* EXERCISE DETAILS
When you reply, transcribe every line of the data below exactly.

Extracted data entries
┌──
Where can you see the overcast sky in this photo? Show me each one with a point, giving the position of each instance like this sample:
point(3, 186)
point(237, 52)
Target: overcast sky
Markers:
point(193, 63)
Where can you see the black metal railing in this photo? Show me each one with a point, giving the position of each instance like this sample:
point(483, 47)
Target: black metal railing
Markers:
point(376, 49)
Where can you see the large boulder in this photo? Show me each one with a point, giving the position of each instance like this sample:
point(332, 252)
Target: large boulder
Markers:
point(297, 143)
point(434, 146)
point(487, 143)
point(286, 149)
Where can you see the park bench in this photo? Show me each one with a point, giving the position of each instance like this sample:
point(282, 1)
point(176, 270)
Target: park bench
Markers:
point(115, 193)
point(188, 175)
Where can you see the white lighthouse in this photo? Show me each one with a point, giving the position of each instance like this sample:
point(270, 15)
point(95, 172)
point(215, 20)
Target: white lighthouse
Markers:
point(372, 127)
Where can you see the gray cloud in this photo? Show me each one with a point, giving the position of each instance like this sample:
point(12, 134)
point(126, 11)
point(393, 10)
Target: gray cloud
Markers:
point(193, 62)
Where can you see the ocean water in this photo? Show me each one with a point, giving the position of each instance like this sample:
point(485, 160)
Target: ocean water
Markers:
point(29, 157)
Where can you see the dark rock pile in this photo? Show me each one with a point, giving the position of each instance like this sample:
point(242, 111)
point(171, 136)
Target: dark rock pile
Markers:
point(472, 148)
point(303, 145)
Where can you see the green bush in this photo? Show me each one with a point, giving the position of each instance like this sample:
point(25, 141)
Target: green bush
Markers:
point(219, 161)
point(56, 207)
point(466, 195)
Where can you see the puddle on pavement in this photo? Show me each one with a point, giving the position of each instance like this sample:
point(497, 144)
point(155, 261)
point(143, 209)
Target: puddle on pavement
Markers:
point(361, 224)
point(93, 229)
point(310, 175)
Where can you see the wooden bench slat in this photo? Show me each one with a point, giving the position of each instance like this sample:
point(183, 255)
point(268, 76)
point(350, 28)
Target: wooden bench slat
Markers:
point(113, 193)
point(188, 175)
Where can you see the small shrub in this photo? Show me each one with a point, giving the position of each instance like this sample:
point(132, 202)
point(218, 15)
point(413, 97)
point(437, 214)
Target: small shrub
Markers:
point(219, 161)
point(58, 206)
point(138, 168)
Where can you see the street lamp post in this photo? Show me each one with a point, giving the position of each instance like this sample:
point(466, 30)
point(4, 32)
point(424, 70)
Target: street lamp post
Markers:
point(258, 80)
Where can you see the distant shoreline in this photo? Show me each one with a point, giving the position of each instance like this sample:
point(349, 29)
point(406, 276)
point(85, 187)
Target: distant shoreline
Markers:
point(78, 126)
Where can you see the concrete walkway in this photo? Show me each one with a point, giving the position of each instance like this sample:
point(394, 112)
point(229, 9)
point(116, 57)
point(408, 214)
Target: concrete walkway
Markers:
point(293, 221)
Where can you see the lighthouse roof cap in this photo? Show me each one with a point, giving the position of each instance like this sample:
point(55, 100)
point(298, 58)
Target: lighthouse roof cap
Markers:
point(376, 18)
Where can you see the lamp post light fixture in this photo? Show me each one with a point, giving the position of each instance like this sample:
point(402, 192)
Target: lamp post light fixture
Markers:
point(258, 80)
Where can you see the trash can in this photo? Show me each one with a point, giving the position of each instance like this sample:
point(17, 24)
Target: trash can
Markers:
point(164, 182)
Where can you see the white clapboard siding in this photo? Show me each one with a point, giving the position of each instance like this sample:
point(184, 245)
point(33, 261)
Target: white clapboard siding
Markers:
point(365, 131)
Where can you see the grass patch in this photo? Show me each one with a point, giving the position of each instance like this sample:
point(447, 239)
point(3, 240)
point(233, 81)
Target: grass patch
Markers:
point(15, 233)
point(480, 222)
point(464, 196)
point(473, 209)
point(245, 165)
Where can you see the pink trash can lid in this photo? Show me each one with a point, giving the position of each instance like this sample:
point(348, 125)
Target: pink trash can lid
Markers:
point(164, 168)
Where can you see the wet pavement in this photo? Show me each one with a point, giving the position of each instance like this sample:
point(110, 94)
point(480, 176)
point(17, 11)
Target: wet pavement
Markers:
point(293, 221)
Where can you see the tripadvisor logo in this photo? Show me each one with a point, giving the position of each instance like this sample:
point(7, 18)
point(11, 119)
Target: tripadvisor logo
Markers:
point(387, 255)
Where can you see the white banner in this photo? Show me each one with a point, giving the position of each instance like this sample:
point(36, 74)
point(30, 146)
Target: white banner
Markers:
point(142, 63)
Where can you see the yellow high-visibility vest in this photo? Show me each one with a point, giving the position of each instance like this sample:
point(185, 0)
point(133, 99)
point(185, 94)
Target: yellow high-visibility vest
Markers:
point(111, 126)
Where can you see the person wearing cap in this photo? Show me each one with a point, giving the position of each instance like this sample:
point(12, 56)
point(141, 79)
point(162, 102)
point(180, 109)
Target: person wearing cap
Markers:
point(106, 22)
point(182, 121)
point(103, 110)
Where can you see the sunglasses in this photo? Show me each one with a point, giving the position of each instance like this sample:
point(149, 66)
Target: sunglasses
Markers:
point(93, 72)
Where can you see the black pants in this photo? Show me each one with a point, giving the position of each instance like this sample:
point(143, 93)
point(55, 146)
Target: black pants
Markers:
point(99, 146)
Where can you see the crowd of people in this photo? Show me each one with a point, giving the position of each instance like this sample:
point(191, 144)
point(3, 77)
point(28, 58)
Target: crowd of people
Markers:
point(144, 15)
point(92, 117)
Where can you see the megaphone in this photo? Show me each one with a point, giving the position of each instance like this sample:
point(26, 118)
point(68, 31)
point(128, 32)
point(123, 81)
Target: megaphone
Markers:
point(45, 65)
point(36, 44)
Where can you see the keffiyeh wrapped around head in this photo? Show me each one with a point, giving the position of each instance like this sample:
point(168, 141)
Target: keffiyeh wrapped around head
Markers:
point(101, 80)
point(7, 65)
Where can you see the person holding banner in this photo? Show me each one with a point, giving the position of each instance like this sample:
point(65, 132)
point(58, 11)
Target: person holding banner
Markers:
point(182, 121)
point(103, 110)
└──
* ANSWER TO THE EXERCISE
Where can you see the overcast sky in this photo? Show me each one with a point, giving the position of each instance like this sample:
point(3, 186)
point(237, 52)
Target: overcast sky
Markers:
point(193, 63)
Where can you see the black metal railing in this photo? Show me each one with a point, giving the position of each instance like this sample:
point(483, 47)
Target: black metal railing
Markers:
point(376, 49)
Where can you see the large boulder in this photo? Show me each one with a point, giving the position of each instance like this sample:
point(332, 252)
Target: large boulder
Markers:
point(297, 143)
point(434, 146)
point(487, 143)
point(286, 149)
Where can you see the park bench in this photo? Show me each one with a point, giving the position of each instance like this sample:
point(282, 1)
point(176, 270)
Target: park bench
Markers:
point(115, 193)
point(188, 175)
Where can you see the white lighthouse in this photo? Show me each one with a point, giving the position of each instance like this sample:
point(270, 15)
point(95, 172)
point(215, 20)
Target: white lighthouse
Markers:
point(372, 127)
Where can you see the gray cloud in this photo? Show me each one with a point, giving the position of each instance like this sample:
point(12, 134)
point(126, 11)
point(393, 10)
Target: gray cloud
Markers:
point(193, 62)
Where can you see the ocean water in this photo? Show me each one with a point, giving the position of each instance like this sample:
point(485, 160)
Target: ocean water
Markers:
point(29, 157)
Where can you see the dark rock pile in this photo? Show me each one with a point, giving the position of each instance like this sample:
point(242, 111)
point(171, 136)
Target: dark rock pile
Markers:
point(472, 148)
point(303, 145)
Where can you see the green bush in this photo? Show me each one with a point, giving the position of each instance like this sample:
point(25, 141)
Target: green bush
Markers:
point(219, 161)
point(56, 207)
point(466, 195)
Where can you see the puddle on pavement in this photo? Show me each one with a point, giving the position of each instance like this sample:
point(497, 144)
point(155, 261)
point(143, 209)
Target: puddle on pavement
Markers:
point(361, 224)
point(93, 229)
point(310, 175)
Where can you see the wooden bench slat in this photo? Show me each one with a point, giving the position of each instance like this sample:
point(183, 255)
point(268, 76)
point(350, 28)
Target: wooden bench slat
Markers:
point(113, 193)
point(188, 175)
Where can you see the small shrub in this photo? Show me each one with a point, giving the position of each instance like this sample:
point(132, 202)
point(218, 15)
point(413, 97)
point(437, 214)
Target: small shrub
Markers:
point(219, 161)
point(58, 206)
point(138, 168)
Where can you see the street lamp post in this photo? Show me each one with a point, giving the position of each instance like this sample:
point(466, 30)
point(4, 32)
point(424, 70)
Target: street lamp post
Markers:
point(258, 80)
Where can you see the distant shoreline in this photo? Show me each one with a point, giving the position of each instance like this sample:
point(349, 29)
point(406, 276)
point(85, 187)
Target: distant shoreline
Markers:
point(78, 126)
Where can you see the concrete walkway in this photo? Show me each one with a point, giving the position of each instance like this sample:
point(394, 112)
point(229, 9)
point(116, 57)
point(408, 214)
Target: concrete walkway
Markers:
point(293, 221)
Where can you see the lighthouse roof cap in this photo? Show me each one with a point, giving the position of each instance like this sample:
point(55, 100)
point(298, 58)
Target: lighthouse roof cap
Markers:
point(376, 18)
Where can you see the lamp post light fixture in this photo? Show me each one with a point, giving the position of each instance like this sample:
point(402, 192)
Target: lamp post light fixture
Markers:
point(258, 80)
Where can you see the trash can in this photo? Show me each one with a point, giving the position of each instance like this sample:
point(17, 24)
Target: trash can
Markers:
point(164, 182)
Where can you see the white clapboard siding in this photo? Show me each one with a point, giving the position of each instance like this sample:
point(184, 245)
point(33, 261)
Target: white clapboard siding
Markers:
point(365, 131)
Where can you see the grass patch in this photo? Show me each one with a point, giving the position of each instance like this sample:
point(447, 239)
point(3, 240)
point(233, 81)
Target: grass patch
Markers:
point(15, 233)
point(480, 222)
point(464, 196)
point(473, 209)
point(245, 165)
Where can you see the pink trash can lid in this photo? Show me each one with a point, giving the position of each instance like this sample:
point(348, 125)
Target: pink trash can lid
Markers:
point(164, 168)
Where can you see the wet pavement in this photo? Show me each one with a point, giving the position of each instance like this sample:
point(110, 94)
point(480, 176)
point(17, 11)
Target: wet pavement
Markers:
point(293, 221)
Where can you see the tripadvisor logo in this photo? Show me each one with a point, giving the position of each instance like this sample:
point(7, 18)
point(11, 119)
Target: tripadvisor logo
Markers:
point(387, 255)
Where can you see the white banner in this photo? Show me each one with a point, giving the position of each instance like this sample:
point(36, 74)
point(30, 146)
Target: white banner
Markers:
point(142, 63)
Where can you see the yellow high-visibility vest in this photo? Show me each one with a point, giving the position of each instance like this sample:
point(185, 0)
point(133, 99)
point(185, 94)
Target: yellow high-visibility vest
Markers:
point(111, 126)
Where can you see the person wearing cap in this photo? Show me each one with a point, giving the position of each instance like this sample:
point(12, 56)
point(141, 79)
point(162, 102)
point(180, 109)
Target: person wearing cap
Markers:
point(106, 22)
point(182, 121)
point(103, 110)
Where can you see the sunglasses in this photo? Show me each one with a point, giving the position of each instance like this sample:
point(149, 66)
Target: sunglasses
Markers:
point(93, 72)
Where can you see the black pants in this photo? Show me each one with a point, giving the position of each instance like this sample:
point(143, 93)
point(55, 146)
Target: black pants
Markers:
point(99, 146)
Where can you see the crowd of people in this photo? Show me each one with a point, giving the position of each instance like this sample:
point(191, 144)
point(3, 77)
point(28, 58)
Target: crowd of people
Markers:
point(144, 15)
point(92, 117)
Where can you see the megaphone in this photo? Show me each one with a point, giving the position of each instance like this sample:
point(26, 118)
point(68, 31)
point(128, 32)
point(123, 81)
Target: megaphone
Markers:
point(45, 65)
point(36, 44)
Where can you see the keffiyeh wrapped around head in this photo? Show me each one with a point, giving the position of each instance like this sample:
point(168, 141)
Target: keffiyeh wrapped around head
Markers:
point(101, 80)
point(7, 65)
Where can you see the person holding banner in this photo? Show me each one with a point, giving the position of each instance like this sample:
point(65, 132)
point(58, 11)
Target: person holding banner
Markers:
point(182, 121)
point(103, 110)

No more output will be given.